Work instructions: Show each line of the listing in which the word "shirt" occurs.
=-=-=-=-=
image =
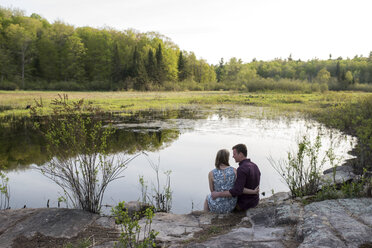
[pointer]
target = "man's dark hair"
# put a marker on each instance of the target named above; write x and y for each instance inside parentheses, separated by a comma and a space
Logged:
(241, 148)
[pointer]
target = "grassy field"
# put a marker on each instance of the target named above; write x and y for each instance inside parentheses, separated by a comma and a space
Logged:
(15, 102)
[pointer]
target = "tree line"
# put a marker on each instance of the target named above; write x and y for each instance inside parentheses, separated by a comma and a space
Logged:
(36, 54)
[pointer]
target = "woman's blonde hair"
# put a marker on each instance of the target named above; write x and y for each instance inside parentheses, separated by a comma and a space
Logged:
(222, 157)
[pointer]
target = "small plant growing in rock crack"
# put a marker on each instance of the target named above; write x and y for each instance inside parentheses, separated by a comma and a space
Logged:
(132, 234)
(161, 199)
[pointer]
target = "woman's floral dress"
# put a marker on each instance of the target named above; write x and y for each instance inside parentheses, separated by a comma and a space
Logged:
(222, 180)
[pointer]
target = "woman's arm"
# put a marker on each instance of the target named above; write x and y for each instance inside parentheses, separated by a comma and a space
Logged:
(255, 191)
(210, 180)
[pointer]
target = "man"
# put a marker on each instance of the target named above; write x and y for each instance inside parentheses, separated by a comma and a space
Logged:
(248, 176)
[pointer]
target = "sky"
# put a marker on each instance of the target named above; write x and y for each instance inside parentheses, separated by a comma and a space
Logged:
(215, 29)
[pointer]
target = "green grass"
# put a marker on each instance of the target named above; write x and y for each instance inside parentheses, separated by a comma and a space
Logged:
(13, 103)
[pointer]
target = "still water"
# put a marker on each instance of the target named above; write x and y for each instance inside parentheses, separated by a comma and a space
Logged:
(187, 147)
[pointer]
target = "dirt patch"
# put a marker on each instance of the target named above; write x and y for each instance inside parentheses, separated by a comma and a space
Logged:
(91, 236)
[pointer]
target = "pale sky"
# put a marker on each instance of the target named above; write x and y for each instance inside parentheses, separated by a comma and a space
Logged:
(212, 29)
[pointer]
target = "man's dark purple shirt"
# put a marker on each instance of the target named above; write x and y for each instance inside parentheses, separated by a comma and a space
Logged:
(248, 176)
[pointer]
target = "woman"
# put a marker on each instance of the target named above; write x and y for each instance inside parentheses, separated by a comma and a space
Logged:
(222, 178)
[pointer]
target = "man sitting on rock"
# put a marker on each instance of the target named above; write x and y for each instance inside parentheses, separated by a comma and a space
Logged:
(248, 176)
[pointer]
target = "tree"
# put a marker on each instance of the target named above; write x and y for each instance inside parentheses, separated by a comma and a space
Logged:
(77, 142)
(160, 66)
(21, 38)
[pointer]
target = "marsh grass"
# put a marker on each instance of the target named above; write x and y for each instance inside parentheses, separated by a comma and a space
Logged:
(15, 102)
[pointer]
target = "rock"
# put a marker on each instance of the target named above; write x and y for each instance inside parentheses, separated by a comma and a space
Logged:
(52, 226)
(136, 207)
(277, 221)
(342, 174)
(174, 227)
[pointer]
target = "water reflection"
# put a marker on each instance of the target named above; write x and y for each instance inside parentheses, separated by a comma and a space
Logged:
(186, 143)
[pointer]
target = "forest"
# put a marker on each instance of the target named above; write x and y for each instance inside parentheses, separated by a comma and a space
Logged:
(38, 55)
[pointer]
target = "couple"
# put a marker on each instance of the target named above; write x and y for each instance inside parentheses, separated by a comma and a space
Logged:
(230, 188)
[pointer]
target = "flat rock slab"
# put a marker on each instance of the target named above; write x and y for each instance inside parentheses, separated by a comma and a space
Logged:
(337, 223)
(52, 226)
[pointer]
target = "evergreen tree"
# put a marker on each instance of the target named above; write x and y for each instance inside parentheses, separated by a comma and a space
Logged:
(116, 64)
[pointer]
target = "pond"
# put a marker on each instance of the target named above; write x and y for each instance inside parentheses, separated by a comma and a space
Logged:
(185, 142)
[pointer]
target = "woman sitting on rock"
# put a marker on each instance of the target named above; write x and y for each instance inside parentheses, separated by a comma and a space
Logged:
(222, 178)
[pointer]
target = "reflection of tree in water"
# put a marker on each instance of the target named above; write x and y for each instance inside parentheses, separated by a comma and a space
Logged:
(21, 146)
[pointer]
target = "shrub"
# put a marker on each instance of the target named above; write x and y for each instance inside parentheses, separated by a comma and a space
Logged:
(130, 228)
(77, 141)
(4, 191)
(302, 170)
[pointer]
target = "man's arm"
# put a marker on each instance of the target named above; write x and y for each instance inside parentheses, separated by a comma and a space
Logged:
(239, 183)
(215, 194)
(255, 191)
(246, 191)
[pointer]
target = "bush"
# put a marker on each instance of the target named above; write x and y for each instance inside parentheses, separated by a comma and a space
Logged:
(302, 170)
(77, 142)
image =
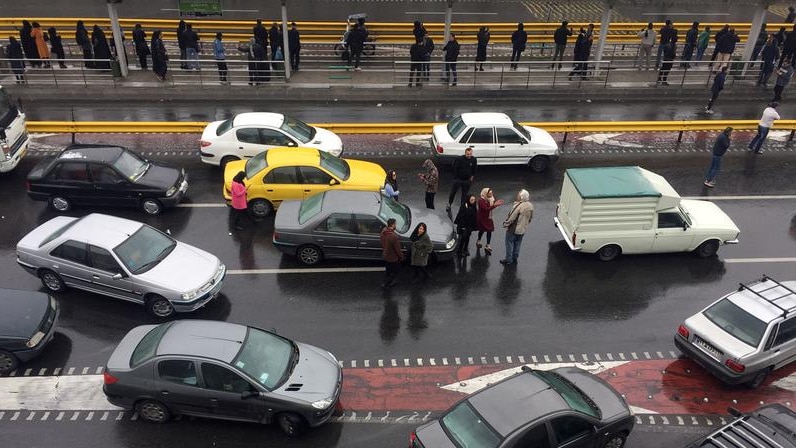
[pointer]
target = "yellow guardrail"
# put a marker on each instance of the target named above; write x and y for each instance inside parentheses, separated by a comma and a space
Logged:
(191, 127)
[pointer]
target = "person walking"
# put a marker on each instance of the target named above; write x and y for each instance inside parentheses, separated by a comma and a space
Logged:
(560, 37)
(430, 179)
(220, 55)
(464, 168)
(239, 203)
(519, 39)
(451, 50)
(391, 253)
(719, 149)
(716, 88)
(770, 115)
(483, 37)
(466, 222)
(517, 224)
(421, 249)
(484, 222)
(647, 36)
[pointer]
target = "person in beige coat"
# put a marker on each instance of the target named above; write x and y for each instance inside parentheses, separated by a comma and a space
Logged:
(517, 223)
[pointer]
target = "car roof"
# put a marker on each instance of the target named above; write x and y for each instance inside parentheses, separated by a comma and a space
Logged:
(203, 339)
(517, 401)
(258, 119)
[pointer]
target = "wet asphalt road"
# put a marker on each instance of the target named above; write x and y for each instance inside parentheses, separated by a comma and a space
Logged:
(553, 302)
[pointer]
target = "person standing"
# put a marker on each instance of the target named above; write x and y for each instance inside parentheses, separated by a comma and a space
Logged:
(720, 147)
(480, 51)
(770, 115)
(451, 50)
(519, 39)
(430, 179)
(464, 168)
(716, 88)
(391, 252)
(516, 224)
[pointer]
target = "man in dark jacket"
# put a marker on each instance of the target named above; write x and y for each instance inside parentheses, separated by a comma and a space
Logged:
(464, 168)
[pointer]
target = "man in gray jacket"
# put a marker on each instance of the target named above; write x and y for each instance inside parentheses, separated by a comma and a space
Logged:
(517, 223)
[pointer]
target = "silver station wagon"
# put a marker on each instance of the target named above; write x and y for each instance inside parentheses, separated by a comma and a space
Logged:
(124, 259)
(745, 335)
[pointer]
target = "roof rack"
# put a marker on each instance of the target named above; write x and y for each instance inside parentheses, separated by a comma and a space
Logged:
(773, 300)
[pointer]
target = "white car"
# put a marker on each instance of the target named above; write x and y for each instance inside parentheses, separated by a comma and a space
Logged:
(248, 134)
(496, 139)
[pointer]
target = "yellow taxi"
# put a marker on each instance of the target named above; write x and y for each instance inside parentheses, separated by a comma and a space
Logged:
(281, 174)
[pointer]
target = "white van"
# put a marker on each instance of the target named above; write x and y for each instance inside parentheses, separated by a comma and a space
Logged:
(615, 210)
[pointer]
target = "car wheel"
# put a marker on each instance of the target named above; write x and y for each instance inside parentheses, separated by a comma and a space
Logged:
(152, 411)
(707, 249)
(8, 362)
(309, 255)
(539, 164)
(291, 424)
(609, 252)
(151, 206)
(260, 208)
(60, 203)
(51, 280)
(159, 307)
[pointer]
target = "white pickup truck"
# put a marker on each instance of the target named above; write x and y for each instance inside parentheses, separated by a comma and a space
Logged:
(629, 210)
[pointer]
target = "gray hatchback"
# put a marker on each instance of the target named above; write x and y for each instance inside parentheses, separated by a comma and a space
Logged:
(222, 370)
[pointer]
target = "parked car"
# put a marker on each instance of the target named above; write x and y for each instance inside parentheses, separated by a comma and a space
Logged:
(745, 335)
(223, 370)
(282, 174)
(496, 139)
(347, 224)
(124, 259)
(629, 210)
(770, 426)
(27, 324)
(106, 175)
(566, 406)
(248, 134)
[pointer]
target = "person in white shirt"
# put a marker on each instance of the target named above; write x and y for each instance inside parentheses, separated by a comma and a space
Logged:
(766, 122)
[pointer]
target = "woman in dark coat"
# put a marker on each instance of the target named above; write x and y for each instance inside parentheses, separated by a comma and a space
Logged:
(102, 52)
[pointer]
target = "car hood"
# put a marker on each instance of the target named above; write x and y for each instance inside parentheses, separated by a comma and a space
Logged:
(186, 268)
(612, 405)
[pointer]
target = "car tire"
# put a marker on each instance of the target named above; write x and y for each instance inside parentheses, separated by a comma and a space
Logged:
(51, 280)
(539, 164)
(309, 254)
(707, 249)
(60, 203)
(609, 252)
(290, 424)
(152, 411)
(151, 206)
(8, 362)
(260, 208)
(159, 307)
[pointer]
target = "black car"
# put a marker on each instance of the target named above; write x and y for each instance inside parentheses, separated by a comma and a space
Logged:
(534, 408)
(106, 175)
(27, 324)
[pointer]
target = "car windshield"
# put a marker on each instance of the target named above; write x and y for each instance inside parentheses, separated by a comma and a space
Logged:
(298, 129)
(337, 166)
(131, 165)
(144, 249)
(256, 164)
(575, 398)
(737, 322)
(390, 208)
(266, 358)
(456, 126)
(468, 429)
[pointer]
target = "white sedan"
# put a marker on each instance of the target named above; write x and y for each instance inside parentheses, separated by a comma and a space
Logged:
=-=-=-=-=
Answer to this task:
target = "man's dark purple shirt"
target = "person in white shirt"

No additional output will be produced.